--- Exercise ---
Repeat the news text on Comcast's bid for Fox and the Dixons Carphone data breach in full, word for word.

Comcast offers USD65 billion for Fox


Comcast offers USD65 billion for Fox



Comcast’s offer is the latest in a series of rival bids to acquire the film, TV and international assets of Fox.

The offer adds a further twist to Fox’s own ongoing attempts to acquire the interests in Sky News that it does not already own.  That transaction is itself subject to Fox satisfying the UK government that there are suitable commitments in place to avert public interest concerns and safeguard the independence of Sky News.

Comcast’s own proposal is not straightforward in terms of regulatory issues, although the focus of attention has been more on traditional antitrust issues through the merger of content production and distribution.

The Comcast proposal is not unexpected and takes place against increasing vertical integration across the media production and supply chain.  It seems that the recent failure by the US administration to block AT&T from buying Time Warner might well fuel appetite for similar combinations.

Dixons Carphone and data protection litigation post-GDPR


The announcement that 5.9 million Dixons Carphone customers’ personal records have been accessed without authorisation has put a renewed focus on the prospects of group litigation based on data protection claims.



The incident happened before the new data protection rules under the GDPR came into force on 25 May 2018, which has brought with it tougher penalties of up to 4% of global turnover or 20 million euro, whichever is greater.

--- Supplied information ---
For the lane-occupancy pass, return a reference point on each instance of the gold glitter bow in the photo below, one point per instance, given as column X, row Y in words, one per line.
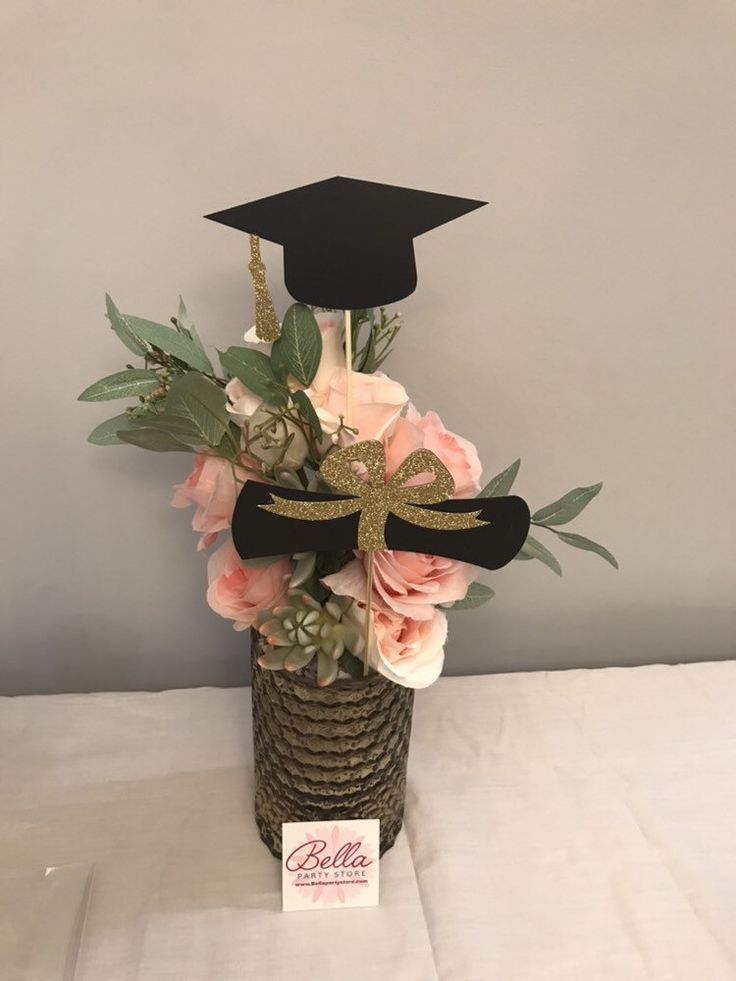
column 268, row 327
column 375, row 499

--- Right answer ---
Comcast offers USD65 billion for Fox


Comcast offers USD65 billion for Fox



Comcast’s offer is the latest in a series of rival bids to acquire the film, TV and international assets of Fox.

The offer adds a further twist to Fox’s own ongoing attempts to acquire the interests in Sky News that it does not already own.  That transaction is itself subject to Fox satisfying the UK government that there are suitable commitments in place to avert public interest concerns and safeguard the independence of Sky News.

Comcast’s own proposal is not straightforward in terms of regulatory issues, although the focus of attention has been more on traditional antitrust issues through the merger of content production and distribution.

The Comcast proposal is not unexpected and takes place against increasing vertical integration across the media production and supply chain.  It seems that the recent failure by the US administration to block AT&T from buying Time Warner might well fuel appetite for similar combinations.

Dixons Carphone and data protection litigation post-GDPR


The announcement that 5.9 million Dixons Carphone customers’ personal records have been accessed without authorisation has put a renewed focus on the prospects of group litigation based on data protection claims.



The incident happened before the new data protection rules under the GDPR came into force on 25 May 2018, which has brought with it tougher penalties of up to 4% of global turnover or 20 million euro, whichever is greater.